[Excerpts of pointing data]

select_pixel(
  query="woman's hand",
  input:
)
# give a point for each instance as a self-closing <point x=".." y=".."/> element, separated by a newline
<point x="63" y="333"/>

---

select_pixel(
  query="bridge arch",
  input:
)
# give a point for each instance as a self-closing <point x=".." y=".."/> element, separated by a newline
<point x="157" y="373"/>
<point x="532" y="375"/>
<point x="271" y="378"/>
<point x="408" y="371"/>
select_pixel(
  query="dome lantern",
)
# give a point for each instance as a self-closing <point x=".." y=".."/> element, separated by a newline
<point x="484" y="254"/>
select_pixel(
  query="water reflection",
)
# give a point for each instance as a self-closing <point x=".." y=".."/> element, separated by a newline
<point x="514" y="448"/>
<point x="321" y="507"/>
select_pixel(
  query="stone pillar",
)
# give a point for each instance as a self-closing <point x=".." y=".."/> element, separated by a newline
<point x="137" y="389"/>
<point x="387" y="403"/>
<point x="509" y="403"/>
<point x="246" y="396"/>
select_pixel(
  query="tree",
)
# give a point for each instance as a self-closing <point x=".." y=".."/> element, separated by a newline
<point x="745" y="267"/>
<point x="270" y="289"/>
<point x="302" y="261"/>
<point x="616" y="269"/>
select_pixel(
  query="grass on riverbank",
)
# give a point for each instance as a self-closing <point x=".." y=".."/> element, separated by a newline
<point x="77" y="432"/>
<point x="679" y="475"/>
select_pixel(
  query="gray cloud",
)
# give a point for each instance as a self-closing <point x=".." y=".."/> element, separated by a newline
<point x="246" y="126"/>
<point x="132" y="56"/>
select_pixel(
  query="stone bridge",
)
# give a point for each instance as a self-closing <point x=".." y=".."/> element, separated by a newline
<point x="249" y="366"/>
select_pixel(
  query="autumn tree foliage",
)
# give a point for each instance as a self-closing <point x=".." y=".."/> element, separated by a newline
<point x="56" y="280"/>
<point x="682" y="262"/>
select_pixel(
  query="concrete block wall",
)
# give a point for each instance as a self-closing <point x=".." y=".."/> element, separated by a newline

==

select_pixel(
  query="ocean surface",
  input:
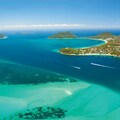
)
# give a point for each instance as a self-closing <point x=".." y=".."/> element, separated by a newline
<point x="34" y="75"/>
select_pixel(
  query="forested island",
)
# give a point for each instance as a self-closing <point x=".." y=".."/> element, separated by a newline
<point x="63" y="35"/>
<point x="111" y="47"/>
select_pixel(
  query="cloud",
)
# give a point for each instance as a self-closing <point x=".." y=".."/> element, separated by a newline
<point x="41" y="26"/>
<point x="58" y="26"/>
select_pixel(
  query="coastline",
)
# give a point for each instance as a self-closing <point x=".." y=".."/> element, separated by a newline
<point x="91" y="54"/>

What to produce:
Locate each line above that contains the word "tree", and copy those lines out.

The reply:
  query="tree",
  query="autumn tree foliage",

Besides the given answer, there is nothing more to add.